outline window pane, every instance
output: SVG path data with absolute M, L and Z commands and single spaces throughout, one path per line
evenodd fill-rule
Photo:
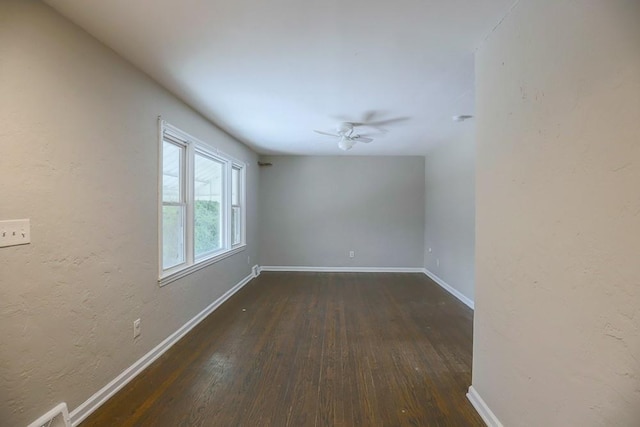
M 231 169 L 231 204 L 240 204 L 240 169 Z
M 180 202 L 182 189 L 183 148 L 170 142 L 162 143 L 162 201 Z
M 182 264 L 184 259 L 184 209 L 162 207 L 162 268 Z
M 224 165 L 196 154 L 194 170 L 194 246 L 196 258 L 222 247 Z
M 240 233 L 240 208 L 231 208 L 231 244 L 237 245 L 241 242 Z

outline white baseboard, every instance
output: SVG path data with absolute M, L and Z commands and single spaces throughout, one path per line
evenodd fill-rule
M 487 406 L 487 403 L 482 400 L 482 397 L 478 394 L 473 386 L 469 387 L 469 392 L 467 393 L 467 399 L 471 402 L 476 411 L 482 417 L 482 420 L 485 422 L 487 427 L 504 427 L 496 414 L 493 413 L 491 409 Z
M 316 273 L 422 273 L 424 269 L 413 267 L 302 267 L 263 265 L 260 271 L 309 271 Z
M 196 314 L 191 320 L 182 325 L 180 329 L 169 335 L 164 341 L 158 344 L 150 352 L 138 359 L 133 365 L 129 366 L 120 375 L 114 378 L 109 384 L 98 390 L 93 396 L 87 399 L 84 403 L 71 411 L 71 425 L 74 427 L 80 424 L 91 413 L 103 405 L 109 398 L 116 394 L 122 387 L 127 385 L 138 374 L 145 370 L 151 363 L 153 363 L 158 357 L 162 356 L 167 350 L 177 343 L 180 338 L 185 336 L 191 329 L 193 329 L 198 323 L 204 320 L 215 309 L 220 307 L 222 303 L 228 300 L 233 294 L 238 292 L 244 285 L 249 283 L 255 276 L 253 272 L 247 277 L 242 279 L 233 288 L 225 292 L 220 298 L 209 304 L 204 310 Z
M 469 299 L 466 296 L 464 296 L 462 294 L 462 292 L 460 292 L 459 290 L 455 289 L 454 287 L 449 285 L 447 282 L 445 282 L 444 280 L 442 280 L 441 278 L 439 278 L 438 276 L 436 276 L 435 274 L 433 274 L 432 272 L 427 270 L 426 268 L 423 269 L 423 272 L 424 272 L 424 274 L 429 276 L 429 278 L 431 278 L 431 280 L 436 282 L 438 285 L 442 286 L 442 288 L 445 291 L 449 292 L 451 295 L 453 295 L 454 297 L 458 298 L 460 301 L 465 303 L 465 305 L 467 307 L 469 307 L 471 310 L 474 310 L 474 306 L 475 306 L 474 302 L 471 299 Z

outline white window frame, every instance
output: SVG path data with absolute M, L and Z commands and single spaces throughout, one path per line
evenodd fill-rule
::::::::::
→ **About this exercise**
Set down all the lines above exactly as they appear, with no pictures.

→ **Solution**
outline window pane, every instance
output: SVG path data with absolute M, L and Z commands and single spaces throughout, one path per line
evenodd fill-rule
Photo:
M 231 169 L 231 204 L 240 204 L 240 169 Z
M 180 202 L 182 189 L 183 148 L 170 142 L 162 143 L 162 201 Z
M 182 264 L 184 259 L 184 209 L 162 207 L 162 268 Z
M 224 165 L 196 154 L 194 170 L 194 246 L 196 258 L 222 247 Z
M 240 233 L 240 208 L 231 208 L 231 244 L 237 245 L 241 242 Z

outline white baseboard, every instance
output: SVG path data with absolute M, L and Z commands and single spaces throughout, one path per line
evenodd fill-rule
M 487 406 L 487 403 L 482 400 L 482 397 L 478 394 L 473 386 L 469 387 L 469 392 L 467 393 L 467 399 L 471 402 L 476 411 L 482 417 L 482 420 L 485 422 L 487 427 L 504 427 L 496 414 L 493 413 L 491 409 Z
M 316 273 L 422 273 L 424 269 L 413 267 L 302 267 L 263 265 L 260 271 L 309 271 Z
M 196 314 L 191 320 L 182 325 L 180 329 L 169 335 L 164 341 L 158 344 L 150 352 L 138 359 L 133 365 L 129 366 L 120 375 L 114 378 L 109 384 L 98 390 L 93 396 L 87 399 L 84 403 L 71 411 L 71 425 L 74 427 L 80 424 L 91 413 L 103 405 L 109 398 L 116 394 L 122 387 L 127 385 L 138 374 L 145 370 L 151 363 L 153 363 L 158 357 L 162 356 L 167 350 L 177 343 L 180 338 L 185 336 L 191 329 L 193 329 L 198 323 L 204 320 L 215 309 L 220 307 L 222 303 L 228 300 L 233 294 L 238 292 L 244 285 L 249 283 L 255 276 L 253 272 L 247 277 L 242 279 L 233 288 L 225 292 L 220 298 L 209 304 L 204 310 Z
M 469 299 L 466 296 L 464 296 L 462 294 L 462 292 L 460 292 L 459 290 L 455 289 L 454 287 L 449 285 L 447 282 L 445 282 L 444 280 L 442 280 L 441 278 L 439 278 L 438 276 L 436 276 L 435 274 L 433 274 L 432 272 L 427 270 L 426 268 L 423 269 L 423 272 L 424 272 L 424 274 L 429 276 L 429 278 L 431 278 L 431 280 L 436 282 L 438 285 L 442 286 L 442 288 L 445 291 L 449 292 L 451 295 L 453 295 L 454 297 L 458 298 L 460 301 L 465 303 L 465 305 L 467 307 L 469 307 L 471 310 L 474 310 L 474 306 L 475 306 L 474 302 L 471 299 Z

outline white window frame, every instance
output: SVG path data with absolute M, L and Z commands and single spaces throughout, one path per line
evenodd fill-rule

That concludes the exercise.